What the task requires: Rewrite the lines of the material below, changing "hind leg" to "back leg" and keeping everything else the same. Omit the pictures from your answer.

Location labeling material
--------------------

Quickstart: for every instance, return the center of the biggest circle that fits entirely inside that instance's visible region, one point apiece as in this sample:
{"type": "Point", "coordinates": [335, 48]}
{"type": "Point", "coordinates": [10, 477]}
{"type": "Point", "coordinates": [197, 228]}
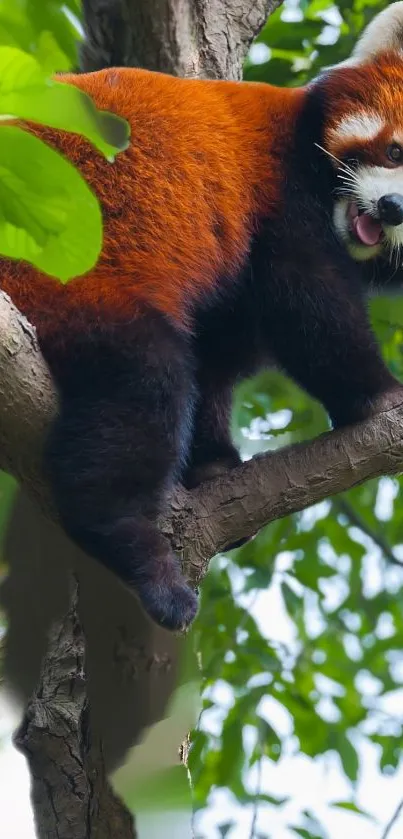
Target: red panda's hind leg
{"type": "Point", "coordinates": [116, 448]}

--------------------

The result:
Quickstart: for every instance, return the center of the biggest circle that fits entirely inside that instance's visible region, one point apiece as in this sample:
{"type": "Point", "coordinates": [335, 48]}
{"type": "Point", "coordinates": [10, 477]}
{"type": "Point", "coordinates": [197, 228]}
Target: red panda's back leg
{"type": "Point", "coordinates": [116, 448]}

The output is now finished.